** start of DOCUMENT SEGMENT **

GETTING RID OF THAT OLD FRIDGE THE RIGHT WAY
New energy efficient refrigerators are coming on the market daily, making our old refrigerators lame and feeble. They are outdated and inefficient. If you haven’t replaced your 1990’s fridge yet, get a move on. You’re wasting precious money on electricity bills for a refrigerator that does half the job of a new energy efficient model. Get with the times.
Once we've replaced them with the newest state of the art Energy Star model, our old junkers sit in our garages or on our back porch wasting away. There’s always the thought in the back of our head that one day we will turn it into a beer fridge. Yet every time we start down that road we remember we’re not in college anymore and having a beer fridge, when you're over thirty, makes you a loser … who am I kidding I still want one. Maybe we’ll just put a couple sodas in there too and then we can call it a drink fridge. That’s much less lame.
But if it has been over a year and you still haven’t made good use of your old fridge, then it's time to get rid of it. There are not a lot of options when it comes to handling old appliances like this, but one route rises above the rest.
Recycling. It's the right move for many reasons.
Recycling is not just for tree-hugging hippies, it's for all of us.
WHY SHOULD I RECYCLE MY REFRIGERATOR?
The EPA (Environmental Protection Agency) estimates that more than 9 million refrigerators get thrown out, in the U.S., every year. Because of the number of refrigerators being tossed out of their homes, it is important that these old beasts get recycled properly. Depending on how old the fridges are they will contain ozone depleting chemicals and other products that produce tons of greenhouse gasses.
The worst of which is Freon, a refrigerant that, if not disposed of properly, seeps into the air we breathe then rises up into the atmosphere causing irreparable damage to our ozone layer. Since none of us want to die a fiery death caused by the heat of a thousand suns or even just our own sun, we need to do everything we can to keep our ozone shield in place.

** end of DOCUMENT SEGMENT **
** start of SUPPLIED MATERIAL **

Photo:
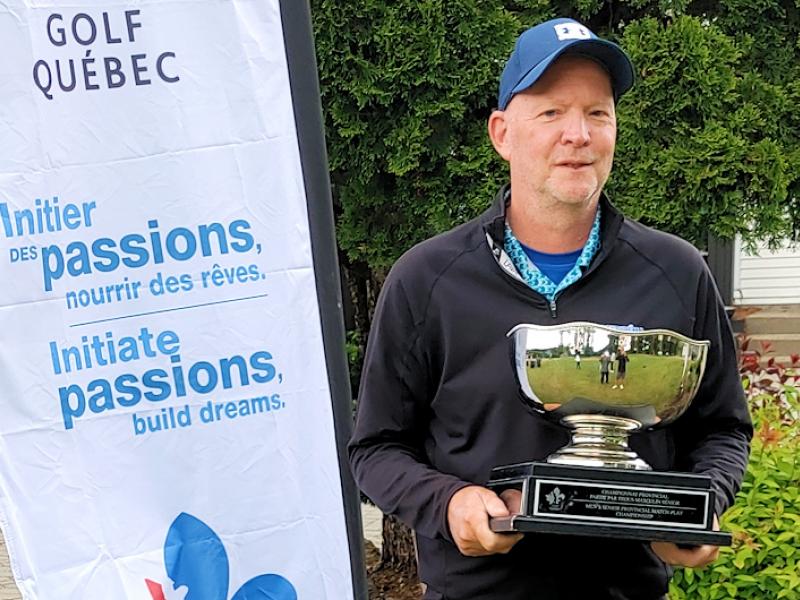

** end of SUPPLIED MATERIAL **

(TO DO):
1. Repeat the part of the fridge recycling text between "Recycling is not" and "of greenhouse gasses.", inclusive.
2. Go on with the text about recycling an old refrigerator from the point where it stops.
This material has nothing to do with the text on recycling old refrigerators.

(ANSWERS FOR THE TASKS):
1.
Recycling is not just for tree-hugging hippies, it's for all of us.
WHY SHOULD I RECYCLE MY REFRIGERATOR?
The EPA (Environmental Protection Agency) estimates that more than 9 million refrigerators get thrown out, in the U.S., every year. Because of the number of refrigerators being tossed out of their homes, it is important that these old beasts get recycled properly. Depending on how old the fridges are they will contain ozone depleting chemicals and other products that produce tons of greenhouse gasses.

2.
Making sure they are recycled properly means a reduction in emissions, the safe disposal of oil, mercury and other contaminants, and will free up landfill space. Can you imagine how much room our landfills will need to house 9 million old refrigerators? Not to mention the damage 9 million refrigerators full of mercy, oil and refrigerant will do to our atmosphere. And that is just this year alone, another 9 million will be thrown out next year too. To put this in perspective, every 1,000 refrigerators can cause as much environmental damage as 1,500 cars driving for a whole year. For 9 million fridges that's 13.5 million cars.
The point is, recycling refrigerators, instead of just hauling them to the landfill, is important now more than ever.
With all of the crap in refrigerators, of course, the government has made restrictions and regulations on how to properly get rid of one. Federal law requires all refrigerants and chemicals be removed and disposed of properly before the shell and metal can be disposed of or recycled.
Out of the hundreds of pounds of metal plastic and glass that make up a fridge over 95% of it can be recycled. On average an old fridge can be stripped down to about 150 pounds of metal, 75 pounds of plastic, over 10 pounds of glass and at least 1 pound of insulating foam, all which can be recycled and made into brand new products. Think about it, your fridge might one day be the right arm of Robocop, or maybe just a new tire rim. It's not just your run of the mill recyclables either, sure there is metal, but there is also plastic, glass, compressors, motors, thermostats, and polyurethane foam. There is a lot of metal in there. Any fridge older than 10 years has about 120 pounds of recyclable steel. That's enough to make Iron Maiden jealous, so don't let it go to waste.
If you get lucky you might even make a few bucks depending on how much metal a recycle center can get out of it.
Either way, you can make something cool with your broken box, so don’t just toss it.
WAYS TO GET RID OF A FRIDGE IN PHOENIX
#1. Call AZ Junk for a Pickup
You can do a little research to find the right option for you or you can go the easy route and call AZ Junk. Unlike some of the other programs, we will pick up and haul off the refrigerator ourselves, leaving you absolutely zero work to do. We do not take them to the dump, but instead, we see to it that every refrigerator is recycled according to state and federal law. You can rest assured we are doing our part for the environment.
#2. CITY OF PHOENIX RESOURCES
- CITY OF PHOENIX.ORG: https://www.phoenix.gov/publicworks/recycling/appliance-recycling
These programs require a little bit more work from you, some even require you to drop them off at a recycling facility. Here's a review of some our recommended recycling facilities in Phoenix.
#3. SELL IT
Also don’t forget you can always try Craigslist, Facebook Yard Sales or similar sites to help you make a little bit of money by selling your unwanted fridge.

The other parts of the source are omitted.